▸ **Selected excerpt**
☆ ☆ ☆

As used in this prospectus, the term “debt securities” means the debentures, notes, bonds and other evidences of indebtedness that we may issue from time to time. The debt securities will either be senior debt securities, senior subordinated debt or subordinated debt securities. We may also issue convertible debt securities. Debt securities issued under an indenture (which we refer to herein as an Indenture) will be issued pursuant to an indenture entered into between us and a trustee to be named therein and in the applicable prospectus supplement. It is likely that convertible debt securities will not be issued under an Indenture.

We have filed a form of Indenture as an exhibit to the registration statement of which this prospectus is a part. Amended, restated and/or supplemental Indentures and forms of debt securities containing the specific terms of the debt securities that we may offer in the future will be filed as exhibits to the registration statement of which this prospectus is a part or will be incorporated by reference from reports that we file with the SEC. The statements and descriptions in this prospectus or in any prospectus supplement regarding provisions of the Indentures and debt securities are summaries thereof, do not purport to be complete and are subject to, and are qualified in their entirety by reference to, all of the provisions of the Indentures (and any amendments or supplements we may enter into from time to time which are permitted under each Indenture) and the debt securities, including the definitions therein of certain terms.

☆ ☆ ☆

▸ **Data shown**
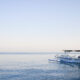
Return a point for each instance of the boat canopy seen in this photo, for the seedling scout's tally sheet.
(71, 50)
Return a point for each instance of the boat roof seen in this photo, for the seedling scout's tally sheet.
(71, 50)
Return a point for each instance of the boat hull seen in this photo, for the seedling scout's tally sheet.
(69, 60)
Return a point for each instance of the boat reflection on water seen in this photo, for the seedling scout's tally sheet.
(71, 64)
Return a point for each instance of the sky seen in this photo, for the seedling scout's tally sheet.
(39, 25)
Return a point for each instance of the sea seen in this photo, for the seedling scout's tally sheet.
(35, 66)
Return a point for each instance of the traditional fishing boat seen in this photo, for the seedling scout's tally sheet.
(67, 58)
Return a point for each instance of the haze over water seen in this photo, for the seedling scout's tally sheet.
(36, 67)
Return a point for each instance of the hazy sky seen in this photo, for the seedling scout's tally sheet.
(39, 25)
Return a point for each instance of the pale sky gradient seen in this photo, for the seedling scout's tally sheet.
(39, 25)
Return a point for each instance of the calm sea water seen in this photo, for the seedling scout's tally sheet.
(36, 67)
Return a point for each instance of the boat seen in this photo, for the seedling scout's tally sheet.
(66, 58)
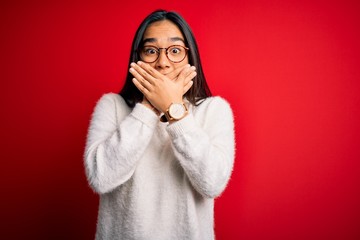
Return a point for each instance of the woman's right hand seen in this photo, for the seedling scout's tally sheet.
(161, 90)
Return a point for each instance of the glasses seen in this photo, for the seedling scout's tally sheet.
(175, 53)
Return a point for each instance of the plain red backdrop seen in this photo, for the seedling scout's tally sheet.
(290, 70)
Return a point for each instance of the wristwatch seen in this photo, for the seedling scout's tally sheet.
(176, 111)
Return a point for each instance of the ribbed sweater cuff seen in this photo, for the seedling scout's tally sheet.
(182, 126)
(145, 115)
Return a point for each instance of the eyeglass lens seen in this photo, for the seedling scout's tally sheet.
(175, 53)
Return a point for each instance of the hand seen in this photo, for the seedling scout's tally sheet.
(161, 90)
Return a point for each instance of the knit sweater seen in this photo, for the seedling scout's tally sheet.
(158, 181)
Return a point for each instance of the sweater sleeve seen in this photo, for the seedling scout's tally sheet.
(116, 140)
(206, 152)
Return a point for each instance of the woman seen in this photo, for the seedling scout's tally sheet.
(159, 152)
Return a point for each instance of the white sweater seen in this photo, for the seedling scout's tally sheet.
(158, 181)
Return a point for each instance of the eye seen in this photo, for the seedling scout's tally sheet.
(150, 50)
(175, 50)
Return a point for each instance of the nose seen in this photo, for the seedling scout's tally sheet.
(162, 61)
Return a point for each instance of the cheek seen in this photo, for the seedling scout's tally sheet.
(181, 64)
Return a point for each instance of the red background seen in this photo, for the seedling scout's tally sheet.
(290, 70)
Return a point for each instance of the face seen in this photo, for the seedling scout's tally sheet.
(163, 34)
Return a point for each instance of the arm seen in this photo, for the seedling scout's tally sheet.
(206, 152)
(116, 140)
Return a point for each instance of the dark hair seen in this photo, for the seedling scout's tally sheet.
(199, 91)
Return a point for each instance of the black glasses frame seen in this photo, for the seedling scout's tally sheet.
(166, 52)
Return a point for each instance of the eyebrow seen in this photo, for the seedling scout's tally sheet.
(173, 39)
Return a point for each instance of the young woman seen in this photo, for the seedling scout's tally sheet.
(161, 150)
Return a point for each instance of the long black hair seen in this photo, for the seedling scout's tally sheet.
(199, 91)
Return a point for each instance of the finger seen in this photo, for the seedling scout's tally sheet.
(150, 71)
(139, 86)
(189, 78)
(142, 72)
(185, 73)
(188, 86)
(175, 74)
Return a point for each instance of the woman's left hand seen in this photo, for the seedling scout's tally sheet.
(159, 89)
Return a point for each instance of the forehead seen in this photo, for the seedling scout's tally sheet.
(162, 31)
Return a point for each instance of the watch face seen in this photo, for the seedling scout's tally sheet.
(177, 110)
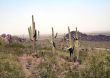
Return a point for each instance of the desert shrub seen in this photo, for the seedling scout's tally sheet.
(9, 67)
(97, 65)
(14, 45)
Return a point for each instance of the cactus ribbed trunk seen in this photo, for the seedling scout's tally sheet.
(76, 44)
(33, 34)
(53, 42)
(70, 39)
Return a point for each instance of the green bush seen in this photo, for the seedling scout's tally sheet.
(10, 67)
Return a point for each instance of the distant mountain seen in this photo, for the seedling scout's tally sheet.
(86, 37)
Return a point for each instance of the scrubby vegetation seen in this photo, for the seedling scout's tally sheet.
(51, 58)
(16, 61)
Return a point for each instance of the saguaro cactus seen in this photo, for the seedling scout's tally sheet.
(33, 33)
(70, 39)
(76, 45)
(53, 40)
(63, 42)
(71, 49)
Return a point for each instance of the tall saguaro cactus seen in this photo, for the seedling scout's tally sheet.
(70, 39)
(33, 33)
(53, 40)
(76, 44)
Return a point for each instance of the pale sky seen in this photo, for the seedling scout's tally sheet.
(87, 15)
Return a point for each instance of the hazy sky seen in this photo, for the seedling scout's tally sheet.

☆ ☆ ☆

▸ **What you need to do**
1. Answer briefly from the prospectus excerpt:
(a) Which three kinds of debt securities does the excerpt say the debt securities will be?
(b) Where has a form of Indenture been filed?
(c) Which debt securities are likely not to be issued under an Indenture?
2. List every line of the records that contains the string "cactus", matching case exactly.
The prospectus excerpt and the records are unrelated to each other.

▸ **Answers to the exercises**
1.
(a) Senior debt securities, senior subordinated debt, or subordinated debt securities.
(b) As an exhibit to the registration statement of which the prospectus is a part.
(c) Convertible debt securities.

2.
Return a point for each instance of the cactus ribbed trunk seen in this photo, for the seedling scout's tally sheet.
Return a point for each instance of the saguaro cactus seen in this photo, for the seedling scout's tally sheet.
Return a point for each instance of the tall saguaro cactus seen in this photo, for the seedling scout's tally sheet.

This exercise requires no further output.